Data taken from a collection
»»
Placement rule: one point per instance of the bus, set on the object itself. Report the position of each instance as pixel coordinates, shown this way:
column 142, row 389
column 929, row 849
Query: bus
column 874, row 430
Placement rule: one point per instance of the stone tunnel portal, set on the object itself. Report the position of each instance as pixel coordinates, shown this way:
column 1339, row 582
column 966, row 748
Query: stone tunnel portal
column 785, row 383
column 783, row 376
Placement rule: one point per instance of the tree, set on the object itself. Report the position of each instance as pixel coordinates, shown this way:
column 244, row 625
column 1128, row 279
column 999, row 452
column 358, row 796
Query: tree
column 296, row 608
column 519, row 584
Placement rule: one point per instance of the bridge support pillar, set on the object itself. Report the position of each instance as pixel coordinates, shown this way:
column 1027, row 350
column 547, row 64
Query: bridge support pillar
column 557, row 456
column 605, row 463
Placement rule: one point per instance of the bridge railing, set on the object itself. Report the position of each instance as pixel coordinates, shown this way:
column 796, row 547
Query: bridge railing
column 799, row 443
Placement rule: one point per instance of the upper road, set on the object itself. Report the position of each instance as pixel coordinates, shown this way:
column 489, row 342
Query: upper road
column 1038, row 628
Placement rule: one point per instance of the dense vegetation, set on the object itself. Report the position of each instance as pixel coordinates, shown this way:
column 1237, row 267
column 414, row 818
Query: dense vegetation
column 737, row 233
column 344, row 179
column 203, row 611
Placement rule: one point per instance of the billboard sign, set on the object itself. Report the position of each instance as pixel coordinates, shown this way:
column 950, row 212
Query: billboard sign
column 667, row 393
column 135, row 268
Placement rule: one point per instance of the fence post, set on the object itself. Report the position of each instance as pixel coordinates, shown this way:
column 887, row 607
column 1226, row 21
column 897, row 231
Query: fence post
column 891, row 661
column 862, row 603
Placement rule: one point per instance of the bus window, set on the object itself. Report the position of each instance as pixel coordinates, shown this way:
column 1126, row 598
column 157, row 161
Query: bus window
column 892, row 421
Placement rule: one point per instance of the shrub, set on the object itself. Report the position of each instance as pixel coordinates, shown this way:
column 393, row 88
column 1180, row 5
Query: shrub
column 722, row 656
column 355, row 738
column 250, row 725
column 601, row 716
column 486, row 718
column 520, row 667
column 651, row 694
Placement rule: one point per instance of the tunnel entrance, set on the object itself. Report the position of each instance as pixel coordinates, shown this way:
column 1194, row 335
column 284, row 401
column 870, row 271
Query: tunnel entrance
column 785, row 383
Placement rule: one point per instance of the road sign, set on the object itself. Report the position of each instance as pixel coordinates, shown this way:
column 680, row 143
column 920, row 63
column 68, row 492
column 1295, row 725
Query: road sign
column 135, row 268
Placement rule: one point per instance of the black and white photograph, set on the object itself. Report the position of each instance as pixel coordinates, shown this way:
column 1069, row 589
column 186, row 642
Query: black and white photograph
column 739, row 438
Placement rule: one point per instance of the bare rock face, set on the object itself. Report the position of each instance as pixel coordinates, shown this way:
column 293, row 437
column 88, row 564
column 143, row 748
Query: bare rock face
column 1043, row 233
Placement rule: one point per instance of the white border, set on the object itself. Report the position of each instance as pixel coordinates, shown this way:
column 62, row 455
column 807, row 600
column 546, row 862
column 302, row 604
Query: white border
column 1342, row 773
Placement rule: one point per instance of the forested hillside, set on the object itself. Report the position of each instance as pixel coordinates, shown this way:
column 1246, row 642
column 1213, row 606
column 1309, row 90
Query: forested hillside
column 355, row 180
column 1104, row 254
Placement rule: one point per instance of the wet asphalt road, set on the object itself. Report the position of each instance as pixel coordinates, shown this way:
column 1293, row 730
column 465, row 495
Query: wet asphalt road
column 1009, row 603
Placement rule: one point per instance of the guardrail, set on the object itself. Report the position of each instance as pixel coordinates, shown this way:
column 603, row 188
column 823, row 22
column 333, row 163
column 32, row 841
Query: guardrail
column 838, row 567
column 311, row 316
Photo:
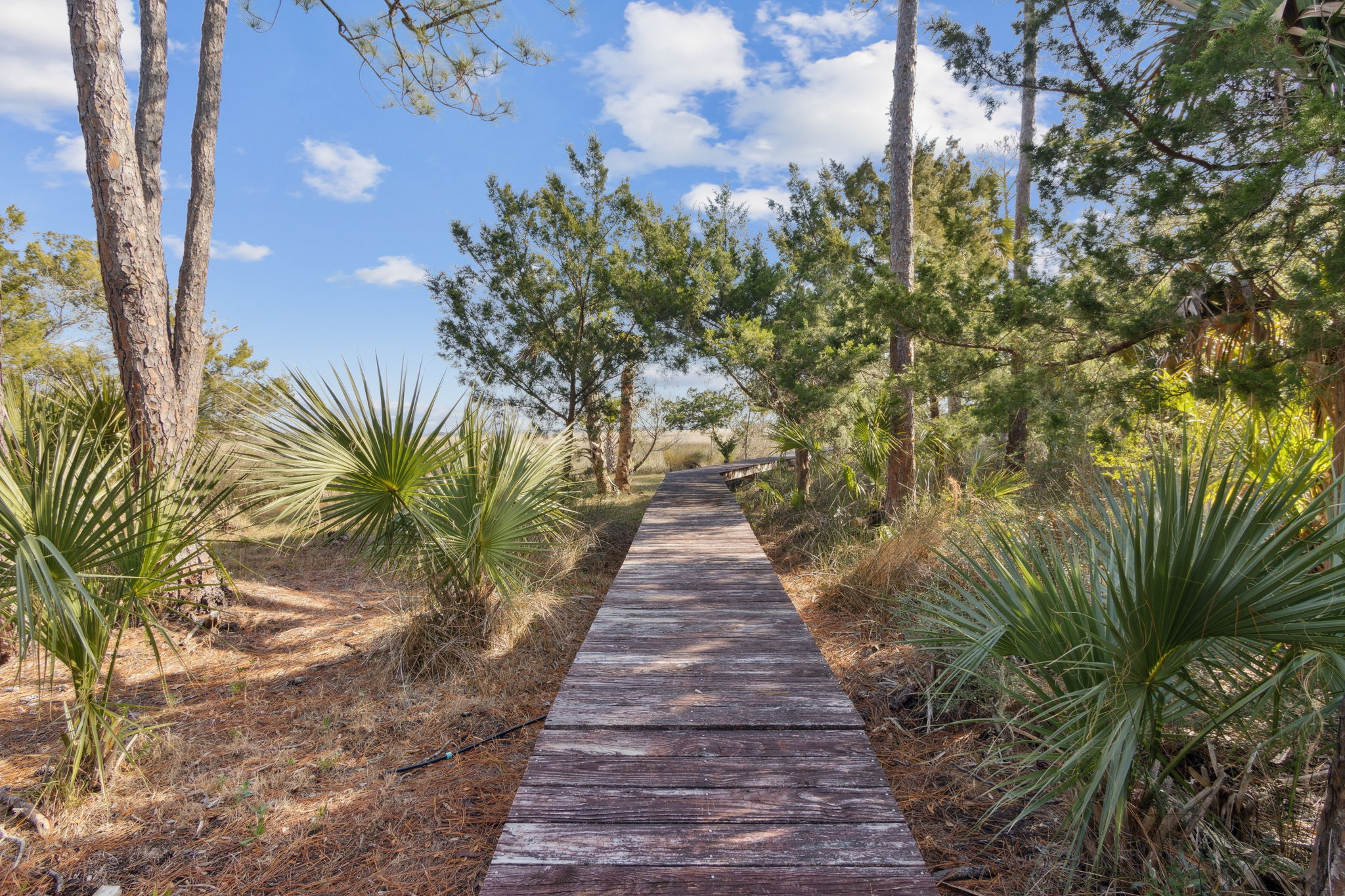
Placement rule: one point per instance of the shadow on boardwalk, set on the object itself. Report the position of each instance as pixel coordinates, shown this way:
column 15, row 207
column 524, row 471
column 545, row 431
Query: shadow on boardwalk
column 699, row 743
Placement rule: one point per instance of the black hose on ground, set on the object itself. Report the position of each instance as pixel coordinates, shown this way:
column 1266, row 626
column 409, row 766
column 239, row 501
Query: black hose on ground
column 459, row 753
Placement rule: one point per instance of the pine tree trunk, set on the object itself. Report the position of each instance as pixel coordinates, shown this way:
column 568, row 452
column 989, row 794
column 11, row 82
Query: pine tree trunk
column 902, row 457
column 159, row 356
column 626, row 431
column 131, row 249
column 594, row 431
column 1016, row 438
column 188, row 349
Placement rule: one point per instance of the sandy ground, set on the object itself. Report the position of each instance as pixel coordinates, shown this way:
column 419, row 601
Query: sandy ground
column 271, row 775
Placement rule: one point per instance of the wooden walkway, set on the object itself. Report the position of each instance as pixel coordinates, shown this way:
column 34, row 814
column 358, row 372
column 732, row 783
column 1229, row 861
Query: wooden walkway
column 699, row 743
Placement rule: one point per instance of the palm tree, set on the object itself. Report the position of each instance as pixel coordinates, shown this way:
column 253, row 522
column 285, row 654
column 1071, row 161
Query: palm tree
column 458, row 508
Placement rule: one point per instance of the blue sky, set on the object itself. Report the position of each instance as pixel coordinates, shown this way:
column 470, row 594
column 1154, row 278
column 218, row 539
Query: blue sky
column 330, row 207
««
--- DIRECTION ---
Please swap "Placement rule" for "Marking rule" everywhere in the lines above and write them out again with nothing else changed. Leave the pictures out of your answer.

--- EXPECTED OUTPUT ---
Marking rule: one point per instance of the bus, set on the object itself. Report the position of each instance as pixel coordinates, shown this way:
column 142, row 389
column 929, row 849
Query: bus
column 874, row 430
Marking rule: one point per instance of the stone tunnel portal, set on the object itself. Report the position of each instance as pixel coordinates, shown this way:
column 1339, row 582
column 966, row 748
Query: stone tunnel portal
column 785, row 383
column 783, row 376
Marking rule: one point per instance of the tree, set on the object itself. Report the position of each instance as pixel coordinates, shown this way:
column 244, row 625
column 1128, row 279
column 999, row 452
column 358, row 796
Query: tree
column 296, row 608
column 519, row 584
Marking rule: one point per instance of the bridge support pillar, set on the object itself. Report the position of each instance as pixel coordinates, shown this way:
column 1027, row 350
column 547, row 64
Query: bridge support pillar
column 557, row 456
column 605, row 463
Marking rule: one point per instance of the bridge railing, set on the object itself. Report the position of each instance as pixel coordinates, shown this way:
column 796, row 547
Query: bridge railing
column 799, row 443
Marking rule: one point per instance of the upper road, set on the object itself. Report the position of each instance as pixel coordinates, shown this way:
column 489, row 342
Query: upper road
column 1038, row 628
Marking rule: one point per instance of the dense vegetation, set on the object itself. Report the position of each instance as pixel coordinates, shown this way:
column 1237, row 267
column 414, row 818
Query: dense vegetation
column 737, row 233
column 344, row 179
column 203, row 611
Marking rule: one point per instance of the billboard sign, set on the object itself. Report the position of each instance as pixel coordinates, shown this way:
column 950, row 212
Query: billboard sign
column 667, row 393
column 135, row 268
Marking rule: one point per instance of the fence post, set on the object itself. Report the position of each instance as pixel coordinates, shown this way:
column 887, row 607
column 1226, row 21
column 897, row 231
Query: fence post
column 891, row 661
column 862, row 603
Marking rule: one point per instance of the bus window, set on the object itself. Report the position of each instance as pixel coordinates, shown this way:
column 1126, row 598
column 157, row 161
Query: bus window
column 892, row 421
Marking rule: one point per instance of the shrub, set on the object itself. Report the position of each instance as pixel coordinates, shown this way:
column 393, row 88
column 1180, row 5
Query: shrub
column 722, row 656
column 355, row 738
column 250, row 725
column 601, row 716
column 486, row 718
column 520, row 667
column 651, row 694
Marking rule: one point per instance of the tunnel entrance, set on the object itself. Report the position of each instance as pixel coordinates, shown this way:
column 1194, row 335
column 284, row 401
column 870, row 271
Query: tunnel entrance
column 785, row 383
Marking rule: one point per instance of the road sign, set on the object itself. Report the position of each instance as pixel coordinates, shown this way:
column 680, row 143
column 920, row 63
column 68, row 492
column 1295, row 725
Query: road sign
column 135, row 268
Marking rule: one point per instance of the black and white photograph, set on the object itself. Report the position of each instance as pixel coordinates, shown this way:
column 1069, row 589
column 186, row 642
Query: black and white photograph
column 739, row 438
Marking rule: one point per instance of the bare rock face, set on the object itself. Report the position of each instance as pixel coordinates, shown this way:
column 293, row 437
column 88, row 564
column 143, row 748
Query: bare rock face
column 1043, row 233
Marking rule: one point per instance of the white border, set on the object itself. Report the position of each instance as pixel coordinates, shown this way:
column 62, row 455
column 807, row 600
column 546, row 862
column 302, row 604
Query: white border
column 1342, row 773
Marking rule: one point per instance of the forested hillside, set on the object itself. Report the position of each instance as pixel coordinates, shown this way:
column 1246, row 642
column 1213, row 606
column 1309, row 90
Query: forested hillside
column 355, row 180
column 1104, row 254
Marking rule: one point per instance of the wet asphalt road, set on the object itself. Report the position of each instance as pixel coordinates, shown this way:
column 1293, row 730
column 465, row 495
Query: wet asphalt road
column 1009, row 603
Marking rule: one point per instance of the guardrail, set on the object itself. Report the position of each instance as pixel coordinates, shown this way:
column 603, row 188
column 823, row 22
column 333, row 163
column 32, row 841
Query: guardrail
column 838, row 567
column 311, row 316
Photo:
Marking rule: one point per instance of the shadow on boardwalk, set on the object itself. Report the position of each instance as pixel coordinates, shown this way:
column 15, row 207
column 524, row 471
column 545, row 431
Query: shadow on boardwalk
column 699, row 743
Marking rule: one point per instance of the black hose on ground, set on the object itself. Report the position of each instance as pixel coordinates, shown this way:
column 1266, row 626
column 409, row 766
column 239, row 501
Query: black hose on ground
column 459, row 753
Marking rule: one point per instance of the pine tree trunk, set on the object itself. Report the position of each instance as pixel coordinates, shown this way:
column 568, row 452
column 989, row 794
column 11, row 82
Query: pine tree trunk
column 902, row 457
column 159, row 356
column 626, row 431
column 131, row 249
column 594, row 431
column 1016, row 438
column 188, row 349
Marking rule: one point per instance of the sandy ground, set on the object itself. Report the position of each instance as pixel coordinates, shown this way:
column 419, row 601
Query: sandy ground
column 271, row 775
Marking rule: one point per instance of the wooden walkway, set on the object itself. Report the position of each instance as pixel coordinates, shown this way:
column 34, row 814
column 358, row 372
column 732, row 783
column 1229, row 861
Query: wooden walkway
column 699, row 743
Marking rule: one point per instance of the palm tree, set on the object itself. Report the position of each instance as pixel coordinates, shown this way:
column 253, row 522
column 285, row 654
column 1071, row 161
Query: palm tree
column 458, row 508
Marking rule: one point per instance of the blue sky, set on the object itself. Report the position of each instance as pixel coordinates, shown this way:
column 470, row 594
column 1154, row 278
column 218, row 539
Query: blue sky
column 330, row 207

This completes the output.